## Stated goal A
Translate this sentence from the article on the airport baggage contract into Spanish: "Philadelphia Airport Services is a joint venture of private companies that provide airport maintenance."
## Stated goal B
According to the article on the airport baggage contract, how many employees of Philadelphia Airport Services will be transferred to Notlim Service Management?

— begin Excerpted passage —

Posted on 06/06/2003 10:28:27 AM PDT by smokinleroy
PHILADELPHIA (AP) - The brother of Philadelphia Mayor John F. Street received a contract worth more than $1 million a year to maintain baggage equipment at Philadelphia International Airport, though he has no employees and no experience in the field.
Fourteen employees of Philadelphia Airport Services, which had done the work on the conveyors and carousels, will be transferred to T. Milton Street's company, Notlim Service Management.
Philadelphia Airport Services is a joint venture of private companies that provide airport maintenance.
Mayoral spokeswoman Barbara Grant said John Street was not involved in the decision to award the contract, and Milton Street and airport officials also said the brothers' relationship played no role in the contract.
"Somebody's always trying to say Milton had an unfair advantage," Milton Street told the Philadelphia Daily News for Friday's editions. "... Nobody gave me anything."
Airport spokesman Mark Pesce said the work was subcontracted to Notlim - "Milton" spelled backward - in part to expand minority participation in airport businesses. Street is black.
Barry Kauffman, executive director of the watchdog group Common Cause/Pennsylvania, questioned whether Milton Street was the most qualified person for the job. "If you're trying to attract new businesses and revitalize the community, nepotism and cronyism and pay-to-play are recipes for disaster," he said.
Milton Street, a former street-food vendor, has not paid long-overdue vending and storage fees, which were reported two years ago at $85,000.
Street has also had problems with tax debts. The city Revenue Department filed a claim last year for $8,878 in unpaid business taxes and failure to file tax returns, and the Internal Revenue Service filed a $15,593 lien in 2001 for personal income taxes from 1992 through 1999, records show.

— end Excerpted passage —
— begin Dataset rows —

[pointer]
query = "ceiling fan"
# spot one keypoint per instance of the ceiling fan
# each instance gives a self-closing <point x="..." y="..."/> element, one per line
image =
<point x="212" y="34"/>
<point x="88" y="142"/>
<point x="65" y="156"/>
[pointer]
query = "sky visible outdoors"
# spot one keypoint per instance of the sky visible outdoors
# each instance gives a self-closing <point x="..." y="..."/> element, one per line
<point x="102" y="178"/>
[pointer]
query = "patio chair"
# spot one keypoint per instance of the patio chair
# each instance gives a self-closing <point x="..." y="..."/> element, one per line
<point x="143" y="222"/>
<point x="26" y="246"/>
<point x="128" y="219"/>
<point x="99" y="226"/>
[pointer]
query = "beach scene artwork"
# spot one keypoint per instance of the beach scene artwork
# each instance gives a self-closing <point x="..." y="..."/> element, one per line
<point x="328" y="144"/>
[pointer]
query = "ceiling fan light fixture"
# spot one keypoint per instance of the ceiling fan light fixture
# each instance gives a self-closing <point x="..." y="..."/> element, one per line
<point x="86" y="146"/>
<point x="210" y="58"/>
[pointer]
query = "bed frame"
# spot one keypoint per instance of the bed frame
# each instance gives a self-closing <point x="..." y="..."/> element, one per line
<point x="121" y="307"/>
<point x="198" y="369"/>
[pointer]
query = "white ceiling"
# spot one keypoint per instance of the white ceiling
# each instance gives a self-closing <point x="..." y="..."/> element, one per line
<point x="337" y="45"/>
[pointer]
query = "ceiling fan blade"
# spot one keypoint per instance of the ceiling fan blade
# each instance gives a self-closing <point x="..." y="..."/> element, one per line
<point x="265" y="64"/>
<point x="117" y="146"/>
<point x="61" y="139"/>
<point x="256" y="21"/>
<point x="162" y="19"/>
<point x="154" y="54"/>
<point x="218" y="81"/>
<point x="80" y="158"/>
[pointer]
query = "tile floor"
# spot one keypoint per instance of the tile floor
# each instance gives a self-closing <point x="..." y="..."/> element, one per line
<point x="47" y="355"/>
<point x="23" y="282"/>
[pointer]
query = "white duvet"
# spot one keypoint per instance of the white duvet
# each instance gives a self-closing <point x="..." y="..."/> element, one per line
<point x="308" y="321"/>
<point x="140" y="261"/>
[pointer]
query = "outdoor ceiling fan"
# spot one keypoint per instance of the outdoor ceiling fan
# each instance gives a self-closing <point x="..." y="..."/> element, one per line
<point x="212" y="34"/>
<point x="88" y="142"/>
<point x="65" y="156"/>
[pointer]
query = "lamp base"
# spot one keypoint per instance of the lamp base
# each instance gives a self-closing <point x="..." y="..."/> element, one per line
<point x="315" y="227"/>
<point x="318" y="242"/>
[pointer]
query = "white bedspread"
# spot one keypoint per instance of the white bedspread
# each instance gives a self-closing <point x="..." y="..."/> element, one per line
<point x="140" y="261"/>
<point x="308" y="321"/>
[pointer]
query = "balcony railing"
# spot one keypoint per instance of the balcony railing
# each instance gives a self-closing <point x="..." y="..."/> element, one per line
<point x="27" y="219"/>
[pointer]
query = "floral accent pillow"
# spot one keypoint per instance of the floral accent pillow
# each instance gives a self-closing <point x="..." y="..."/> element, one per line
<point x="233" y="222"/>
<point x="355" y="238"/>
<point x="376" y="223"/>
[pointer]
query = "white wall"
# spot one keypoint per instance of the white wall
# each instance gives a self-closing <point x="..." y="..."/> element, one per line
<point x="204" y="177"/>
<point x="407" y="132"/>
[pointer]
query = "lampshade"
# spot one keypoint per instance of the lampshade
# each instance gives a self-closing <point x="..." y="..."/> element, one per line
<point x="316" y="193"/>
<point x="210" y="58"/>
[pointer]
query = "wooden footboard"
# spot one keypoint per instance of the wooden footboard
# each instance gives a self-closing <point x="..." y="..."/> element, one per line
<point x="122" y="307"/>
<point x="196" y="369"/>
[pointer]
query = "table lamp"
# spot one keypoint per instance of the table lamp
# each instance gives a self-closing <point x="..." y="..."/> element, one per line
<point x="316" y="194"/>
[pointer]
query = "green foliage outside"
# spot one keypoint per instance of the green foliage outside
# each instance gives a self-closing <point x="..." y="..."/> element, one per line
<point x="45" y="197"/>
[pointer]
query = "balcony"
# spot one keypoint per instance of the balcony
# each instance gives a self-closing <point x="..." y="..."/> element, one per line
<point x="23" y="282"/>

— end Dataset rows —

## Final result A
Philadelphia Airport Services es una empresa conjunta de compañías privadas que prestan servicios de mantenimiento aeroportuario.

## Final result B
Fourteen employees will be transferred.